RECORD LIST |
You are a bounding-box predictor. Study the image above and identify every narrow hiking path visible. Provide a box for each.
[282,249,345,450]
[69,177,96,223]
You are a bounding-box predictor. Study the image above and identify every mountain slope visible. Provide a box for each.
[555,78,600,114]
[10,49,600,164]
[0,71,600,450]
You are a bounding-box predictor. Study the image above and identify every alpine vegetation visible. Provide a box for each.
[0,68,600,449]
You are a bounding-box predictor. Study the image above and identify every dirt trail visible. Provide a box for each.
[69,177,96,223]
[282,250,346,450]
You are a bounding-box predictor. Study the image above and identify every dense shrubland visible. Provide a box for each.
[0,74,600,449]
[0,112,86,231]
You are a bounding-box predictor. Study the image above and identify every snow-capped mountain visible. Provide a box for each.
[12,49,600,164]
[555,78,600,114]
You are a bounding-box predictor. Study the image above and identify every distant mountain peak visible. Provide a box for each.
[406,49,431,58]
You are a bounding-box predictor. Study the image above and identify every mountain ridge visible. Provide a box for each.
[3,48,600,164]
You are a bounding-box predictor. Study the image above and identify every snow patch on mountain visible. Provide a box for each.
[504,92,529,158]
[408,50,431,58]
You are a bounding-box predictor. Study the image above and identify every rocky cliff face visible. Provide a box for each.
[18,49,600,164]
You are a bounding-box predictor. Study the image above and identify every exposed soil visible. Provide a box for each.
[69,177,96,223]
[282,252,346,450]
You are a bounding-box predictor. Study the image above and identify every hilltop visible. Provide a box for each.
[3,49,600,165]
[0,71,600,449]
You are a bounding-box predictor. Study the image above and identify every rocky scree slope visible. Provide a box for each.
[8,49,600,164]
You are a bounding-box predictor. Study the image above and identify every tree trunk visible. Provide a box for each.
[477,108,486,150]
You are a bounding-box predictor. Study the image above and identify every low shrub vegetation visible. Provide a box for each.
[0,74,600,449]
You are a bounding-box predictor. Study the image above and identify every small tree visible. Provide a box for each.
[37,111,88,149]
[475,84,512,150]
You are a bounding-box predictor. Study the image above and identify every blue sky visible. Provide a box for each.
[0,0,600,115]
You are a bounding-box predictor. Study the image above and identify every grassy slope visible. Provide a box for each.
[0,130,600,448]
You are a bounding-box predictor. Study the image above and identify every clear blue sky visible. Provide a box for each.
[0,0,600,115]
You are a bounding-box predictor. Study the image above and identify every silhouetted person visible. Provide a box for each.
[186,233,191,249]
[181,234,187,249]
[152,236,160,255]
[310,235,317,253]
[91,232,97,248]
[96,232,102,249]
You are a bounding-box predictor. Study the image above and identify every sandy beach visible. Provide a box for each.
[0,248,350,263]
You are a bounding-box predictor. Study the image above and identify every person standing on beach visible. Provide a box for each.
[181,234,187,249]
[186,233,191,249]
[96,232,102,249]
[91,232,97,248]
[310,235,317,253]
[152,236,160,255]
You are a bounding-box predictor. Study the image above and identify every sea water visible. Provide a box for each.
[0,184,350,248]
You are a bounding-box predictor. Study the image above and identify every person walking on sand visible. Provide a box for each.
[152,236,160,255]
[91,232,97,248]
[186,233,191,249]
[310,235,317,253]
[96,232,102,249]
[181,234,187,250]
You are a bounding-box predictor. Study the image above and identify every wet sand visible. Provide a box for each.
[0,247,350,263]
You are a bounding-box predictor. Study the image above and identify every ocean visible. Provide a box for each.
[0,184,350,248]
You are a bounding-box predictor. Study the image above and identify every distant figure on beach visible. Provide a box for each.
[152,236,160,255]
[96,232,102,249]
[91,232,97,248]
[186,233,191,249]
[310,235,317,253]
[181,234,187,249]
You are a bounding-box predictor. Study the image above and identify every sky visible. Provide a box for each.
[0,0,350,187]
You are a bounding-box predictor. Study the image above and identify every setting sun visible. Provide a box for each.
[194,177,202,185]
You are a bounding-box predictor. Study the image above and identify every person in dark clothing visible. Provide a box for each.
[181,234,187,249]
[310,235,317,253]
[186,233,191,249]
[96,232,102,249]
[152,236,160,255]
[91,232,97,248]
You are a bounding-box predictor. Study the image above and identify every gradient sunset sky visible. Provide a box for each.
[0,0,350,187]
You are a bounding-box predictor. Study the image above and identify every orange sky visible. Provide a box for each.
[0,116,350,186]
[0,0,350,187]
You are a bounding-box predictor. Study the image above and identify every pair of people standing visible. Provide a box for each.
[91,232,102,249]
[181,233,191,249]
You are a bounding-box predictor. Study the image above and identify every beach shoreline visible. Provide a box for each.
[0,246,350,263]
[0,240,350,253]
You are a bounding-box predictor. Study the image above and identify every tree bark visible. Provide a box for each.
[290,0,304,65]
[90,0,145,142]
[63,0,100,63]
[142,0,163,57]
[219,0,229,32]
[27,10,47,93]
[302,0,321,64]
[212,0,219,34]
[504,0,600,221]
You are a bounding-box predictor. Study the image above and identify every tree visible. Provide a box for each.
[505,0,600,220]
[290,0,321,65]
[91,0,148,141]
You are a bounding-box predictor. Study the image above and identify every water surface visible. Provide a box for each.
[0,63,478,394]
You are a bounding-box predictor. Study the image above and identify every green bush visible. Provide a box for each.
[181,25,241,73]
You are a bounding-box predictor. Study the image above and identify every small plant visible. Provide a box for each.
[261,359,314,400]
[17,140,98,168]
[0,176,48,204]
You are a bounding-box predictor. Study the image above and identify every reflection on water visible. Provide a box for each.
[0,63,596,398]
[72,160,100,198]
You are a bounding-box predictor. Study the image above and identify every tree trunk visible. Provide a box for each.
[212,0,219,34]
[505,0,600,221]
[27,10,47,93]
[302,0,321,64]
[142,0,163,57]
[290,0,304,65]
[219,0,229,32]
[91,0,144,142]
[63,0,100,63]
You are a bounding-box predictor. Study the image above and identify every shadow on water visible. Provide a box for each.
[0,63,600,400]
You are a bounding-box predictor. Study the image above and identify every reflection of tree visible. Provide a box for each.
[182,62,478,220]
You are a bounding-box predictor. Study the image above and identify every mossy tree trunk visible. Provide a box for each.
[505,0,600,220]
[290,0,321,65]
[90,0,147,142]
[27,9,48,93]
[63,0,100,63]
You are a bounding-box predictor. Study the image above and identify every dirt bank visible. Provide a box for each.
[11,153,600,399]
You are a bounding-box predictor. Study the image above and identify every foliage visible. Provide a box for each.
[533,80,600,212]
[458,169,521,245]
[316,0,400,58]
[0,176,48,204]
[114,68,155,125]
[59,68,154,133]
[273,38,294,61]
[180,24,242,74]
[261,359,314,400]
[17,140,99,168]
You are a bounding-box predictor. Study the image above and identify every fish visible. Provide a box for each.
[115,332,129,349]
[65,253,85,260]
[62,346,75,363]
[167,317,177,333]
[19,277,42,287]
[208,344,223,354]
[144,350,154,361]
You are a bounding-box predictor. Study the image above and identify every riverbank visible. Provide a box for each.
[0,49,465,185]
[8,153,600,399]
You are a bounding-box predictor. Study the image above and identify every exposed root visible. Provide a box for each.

WHAT IS BEING ASKED | Copy the listing above line for line, leaving every word and number as it appears.

RESULT OF THIS TASK |
You are a bounding-box predictor. Study the image above and identify every narrow hiking path visible. Provide a box for each.
[282,249,345,450]
[69,177,96,223]
You are a bounding-box predictor. Study the image above and identify every mountain slope visible. Provide a box for each.
[555,78,600,114]
[10,49,600,164]
[0,71,600,450]
You are a bounding-box predictor. Study the image above and identify every alpine vegetation visible. Provide a box for each.
[0,68,600,449]
You are a bounding-box predictor. Study the image above and identify every dirt trail visible. Provide a box for each.
[69,177,96,223]
[282,250,346,450]
You are a bounding-box predictor. Study the image above and identify every dense shrubland visible. Provide a box for each.
[0,74,600,449]
[0,112,86,231]
You are a bounding-box predictor. Study the image above and identify every snow-capped mountain visible. Provide a box for each.
[12,49,600,164]
[555,78,600,114]
You are a bounding-box predictor. Study the image above and identify every distant mountain peak visible. Provide a box for each.
[406,49,431,58]
You are a bounding-box predictor. Study the image above and identify every mountain ridge visible. Provide a box for each.
[3,48,600,164]
You are a bounding-box predictor. Study the image above and identify every snow patch on mountain visible. Provide a box for each.
[504,92,529,158]
[408,50,431,58]
You are a bounding-box predictor. Study the image above and identify every rocky cliff face visible. Provide a box for each.
[18,49,600,164]
You are a bounding-box predictor. Study the image above and identify every exposed soil visible. Provide a box for each.
[69,177,96,223]
[282,252,346,450]
You are a bounding-box predictor. Study the image above and identify every hilltop visible. Provide a box for each.
[3,49,600,165]
[0,71,600,449]
You are a bounding-box predictor. Study the image above and identify every rocky scree slope visible. Provide a box for each.
[8,49,600,164]
You are a bounding-box predictor. Study the image above and identify every tree trunk visible. Provide a box for each.
[477,108,486,150]
You are a bounding-box predictor. Study the image above and identify every low shrub vegetation visible. Provide a box for each.
[0,74,600,449]
You are a bounding-box predictor. Study the image above and identify every small tree visible. Provide a box for each.
[37,111,88,149]
[475,84,512,150]
You are a bounding-box predictor. Study the image above and identify every blue sky visible. Provide a box for each.
[0,0,600,115]
You are a bounding-box predictor. Study the image above and identify every grassy slope visible. Provide a box for each.
[0,130,600,448]
You are a bounding-box predictor. Study the image above and identify every clear blue sky visible. Provide a box for each.
[0,0,600,115]
You are a bounding-box predictor. Study the image above and identify every silhouetted person visible. Provide a box for each.
[186,233,191,249]
[181,234,187,249]
[152,236,160,255]
[310,235,317,253]
[91,232,97,248]
[96,232,102,249]
You are a bounding-box predictor. Study the image above and identify every sandy beach visible. Provide a box for each.
[0,248,350,263]
You are a bounding-box predictor. Study the image above and identify every person standing on beach visible. Provide a box for each.
[181,234,187,249]
[186,233,191,249]
[96,232,102,249]
[91,232,97,248]
[310,235,317,253]
[152,236,160,255]
You are a bounding-box predictor. Study the image above and identify every sea water visible. Provide a box for each.
[0,184,350,248]
You are a bounding-box predictor. Study the image above and identify every person walking on sand visible. Provide a box for each.
[152,236,160,255]
[91,232,97,248]
[186,233,191,249]
[310,235,317,253]
[96,232,102,249]
[181,234,187,250]
You are a bounding-box predictor. Study the image above and identify every wet sand visible. Provide a box for each.
[0,247,350,263]
You are a bounding-box predictor. Study the image above and identify every ocean visible. Provide a box for each.
[0,184,350,248]
You are a bounding-box predictor. Study the image above and identify every distant figure on beach visible. Provide a box for each.
[152,236,160,255]
[96,232,102,249]
[91,232,97,248]
[186,233,191,249]
[310,235,317,253]
[181,234,187,249]
You are a bounding-box predictor. Study the image above and identify every sky visible. Provide a box for each.
[0,0,350,187]
You are a bounding-box predictor. Study the image above and identify every setting sun visible. Provide a box for each.
[194,177,202,185]
You are a bounding-box predictor. Study the image above and identify every person in dark clothing visible. Provide a box for each.
[181,234,187,249]
[310,235,317,253]
[186,233,191,249]
[96,232,102,249]
[152,236,160,255]
[91,232,97,248]
You are a bounding-box predictor. Study the image above and identify every gradient sunset sky visible. Provide a box for each.
[0,0,350,187]
You are a bounding-box predictor. Study the image above and identify every orange sky visible. Provide a box for each.
[0,116,350,186]
[0,0,350,187]
You are a bounding-box predictor. Study the image above and identify every pair of people standing visible. Provide a box for each.
[91,232,102,249]
[181,233,191,249]
You are a bounding-box predictor. Study the image above and identify every beach shoreline visible. Provide a box for each.
[0,246,350,263]
[0,240,350,253]
You are a bounding-box predictor. Study the image above and identify every tree bark visible. Provide a box for each.
[290,0,304,65]
[90,0,145,142]
[63,0,100,63]
[142,0,163,57]
[219,0,229,32]
[27,10,47,93]
[302,0,321,64]
[212,0,219,34]
[504,0,600,221]
You are a bounding-box predictor. Study the image above and identify every tree visible. Provide a box for each.
[505,0,600,220]
[290,0,321,65]
[91,0,148,141]
You are a bounding-box predictor. Study the image above and identify every water surface visible. Provide a box for each.
[0,63,478,394]
You are a bounding-box predictor. Study the image above and identify every green bush visible. Provide a box for each.
[181,25,241,73]
You are a bounding-box predictor. Study the image above and identify every small plant visible. Provide a box for each.
[261,359,314,400]
[17,140,98,168]
[0,176,48,204]
You are a bounding-box predictor. Study the image above and identify every reflection on water visible. Provide a box for each.
[0,63,596,398]
[72,160,100,198]
You are a bounding-box predictor. Study the image above and identify every tree trunk visible. Provide a box for each.
[212,0,219,34]
[505,0,600,221]
[27,10,47,93]
[302,0,321,64]
[142,0,163,57]
[290,0,304,65]
[219,0,229,32]
[91,0,144,142]
[63,0,100,63]
You are a bounding-box predictor. Study the image above and identify every shadow on water visible. Provide a box for each.
[0,63,600,400]
You are a bounding-box predictor. Study the image above and identify every reflection of tree visible. Provide a box for each.
[182,62,478,220]
You are a bounding-box predictor. Study the image above and identify every mossy tree trunk visible. Provide a box for each.
[505,0,600,220]
[290,0,321,65]
[90,0,147,142]
[27,9,48,93]
[63,0,100,63]
You are a bounding-box predictor. Study the image above and identify every dirt bank visible. Provide a box for each.
[11,153,600,399]
You are a bounding-box predictor. Study the image above and identify every foliage visible. Provide a box for each.
[533,80,600,212]
[458,169,521,245]
[316,0,400,58]
[0,176,48,204]
[114,68,155,125]
[59,68,154,133]
[273,38,294,61]
[180,24,242,74]
[261,359,314,400]
[17,140,99,168]
You are a bounding-box predictor. Study the image above and identify every fish visible. Provide a box for each.
[115,332,129,349]
[65,253,85,260]
[62,346,75,363]
[167,317,177,333]
[19,277,42,287]
[208,344,223,354]
[144,350,154,361]
You are a bounding-box predictor. Study the image above and identify every riverbank visible. Provide a box for each.
[0,49,465,185]
[8,153,600,399]
You are a bounding-box predictor. Study the image above and identify every exposed root visible. Provide a box for each.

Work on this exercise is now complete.